▸ **TASKS**:
a - Retype the stretch of the records from the line containing "the dog's ear." through the line containing "<point>342,179</point>", both lines included.
b - Continue the mailing list message about handling large data files in R from the point where it stops.

··· PAGE TEXT ···

Re: [R] Suggestion for big files [was: Re: A comment about R:]

From: Kort, Eric <Eric.Kort_at_vai.org>
Date: Fri 06 Jan 2006 - 03:09:47 EST


> -----Original Message-----
>
> [ronggui]
>
> >R's week when handling large data file. I has a data file : 807 vars,
> >118519 obs.and its CVS format. Stata can read it in in 2 minus,but In
> >my PC,R almost can not handle. my pc's cpu 1.7G ;RAM 512M.
>
> Just (another) thought. I used to use SPSS, many, many years ago, on
> CDC machines, where the CPU had limited memory and no kind of paging
> architecture. Files did not need to be very large for being too large.
>
> SPSS had a feature that was then useful, about the capability of
> sampling a big dataset directly at file read time, quite before
> processing starts. Maybe something similar could help in R (that is,
> instead of reading the whole data in memory, _then_ sampling it.)

··· EXTRACTED RECORDS ···

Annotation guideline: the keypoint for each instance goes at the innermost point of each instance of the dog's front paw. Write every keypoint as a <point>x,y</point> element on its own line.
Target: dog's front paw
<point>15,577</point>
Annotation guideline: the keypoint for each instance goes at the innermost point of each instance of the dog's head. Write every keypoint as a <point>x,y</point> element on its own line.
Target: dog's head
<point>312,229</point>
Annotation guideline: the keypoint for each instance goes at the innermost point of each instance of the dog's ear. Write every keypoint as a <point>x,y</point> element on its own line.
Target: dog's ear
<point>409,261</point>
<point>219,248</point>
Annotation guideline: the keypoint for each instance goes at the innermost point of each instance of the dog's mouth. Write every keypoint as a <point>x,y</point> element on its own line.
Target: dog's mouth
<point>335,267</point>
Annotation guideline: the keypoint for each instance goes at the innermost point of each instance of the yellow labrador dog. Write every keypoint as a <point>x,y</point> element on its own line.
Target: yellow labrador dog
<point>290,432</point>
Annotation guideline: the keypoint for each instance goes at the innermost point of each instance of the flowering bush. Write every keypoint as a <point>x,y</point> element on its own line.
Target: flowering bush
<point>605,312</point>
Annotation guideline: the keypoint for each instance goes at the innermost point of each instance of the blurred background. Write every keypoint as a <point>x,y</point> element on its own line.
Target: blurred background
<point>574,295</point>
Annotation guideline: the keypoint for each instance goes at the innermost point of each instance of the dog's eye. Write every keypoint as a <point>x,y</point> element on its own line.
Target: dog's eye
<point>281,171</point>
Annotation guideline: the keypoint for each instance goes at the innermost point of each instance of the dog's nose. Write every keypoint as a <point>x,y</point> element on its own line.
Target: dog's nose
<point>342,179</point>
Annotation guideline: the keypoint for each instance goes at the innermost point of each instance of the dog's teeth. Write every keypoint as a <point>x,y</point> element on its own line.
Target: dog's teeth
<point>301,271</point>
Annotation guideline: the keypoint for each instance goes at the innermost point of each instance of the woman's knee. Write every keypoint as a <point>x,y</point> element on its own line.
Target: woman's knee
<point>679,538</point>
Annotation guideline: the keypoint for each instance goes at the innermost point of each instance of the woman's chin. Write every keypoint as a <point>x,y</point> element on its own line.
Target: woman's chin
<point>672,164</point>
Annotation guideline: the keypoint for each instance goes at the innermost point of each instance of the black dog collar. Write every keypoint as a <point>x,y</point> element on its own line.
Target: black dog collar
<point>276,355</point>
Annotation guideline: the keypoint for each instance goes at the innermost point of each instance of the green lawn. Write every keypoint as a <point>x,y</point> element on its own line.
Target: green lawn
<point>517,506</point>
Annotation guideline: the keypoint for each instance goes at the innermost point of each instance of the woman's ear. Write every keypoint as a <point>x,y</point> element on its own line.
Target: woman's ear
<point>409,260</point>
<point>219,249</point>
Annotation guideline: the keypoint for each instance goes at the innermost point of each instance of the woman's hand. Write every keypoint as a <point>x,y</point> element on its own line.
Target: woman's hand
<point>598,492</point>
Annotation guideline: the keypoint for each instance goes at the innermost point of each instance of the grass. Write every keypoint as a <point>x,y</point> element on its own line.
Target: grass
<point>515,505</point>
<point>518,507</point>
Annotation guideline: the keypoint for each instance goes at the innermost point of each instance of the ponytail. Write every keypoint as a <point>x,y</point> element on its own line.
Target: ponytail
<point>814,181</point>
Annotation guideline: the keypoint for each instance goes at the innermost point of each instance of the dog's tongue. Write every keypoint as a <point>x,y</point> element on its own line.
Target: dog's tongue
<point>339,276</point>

···

▸ **FINAL ANSWERS**:
a -
Annotation guideline: the keypoint for each instance goes at the innermost point of each instance of the dog's ear. Write every keypoint as a <point>x,y</point> element on its own line.
Target: dog's ear
<point>409,261</point>
<point>219,248</point>
Annotation guideline: the keypoint for each instance goes at the innermost point of each instance of the dog's mouth. Write every keypoint as a <point>x,y</point> element on its own line.
Target: dog's mouth
<point>335,267</point>
Annotation guideline: the keypoint for each instance goes at the innermost point of each instance of the yellow labrador dog. Write every keypoint as a <point>x,y</point> element on its own line.
Target: yellow labrador dog
<point>290,432</point>
Annotation guideline: the keypoint for each instance goes at the innermost point of each instance of the flowering bush. Write every keypoint as a <point>x,y</point> element on its own line.
Target: flowering bush
<point>605,312</point>
Annotation guideline: the keypoint for each instance goes at the innermost point of each instance of the blurred background. Write every keypoint as a <point>x,y</point> element on its own line.
Target: blurred background
<point>574,295</point>
Annotation guideline: the keypoint for each instance goes at the innermost point of each instance of the dog's eye. Write every keypoint as a <point>x,y</point> element on its own line.
Target: dog's eye
<point>281,171</point>
Annotation guideline: the keypoint for each instance goes at the innermost point of each instance of the dog's nose. Write every keypoint as a <point>x,y</point> element on its own line.
Target: dog's nose
<point>342,179</point>

b -
>
> One can read records from a file, up to a preset amount of them. If the
> file happens to contain more records than that preset number (the number
> of records in the whole file is not known beforehand), already read
> records may be dropped at random and replaced by other records coming
> from the file being read. If the random selection algorithm is properly
> chosen, it can be made so that all records in the original file have
> equal probability of being kept in the final subset.
>
> If such a sampling facility was built right within usual R reading
> routines (triggered by an extra argument, say), it could offer
> a compromise for processing large files, and also sometimes accelerate
> computations for big problems, even when memory is not at stake.
>

Since I often work with images and other large data sets, I have been thinking about a "BLOb" (binary large object--though it wouldn't necessarily have to be binary) package for R--one that would handle I/O for such creatures and only bring as much data into the R space as was actually needed.

So I see 3 possibilities:

  1. The sort of functionality you describe is implemented in the R internals (by people other than me).
  2. Some individuals (perhaps myself included) write such a package.
  3. This thread fizzles out and we do nothing.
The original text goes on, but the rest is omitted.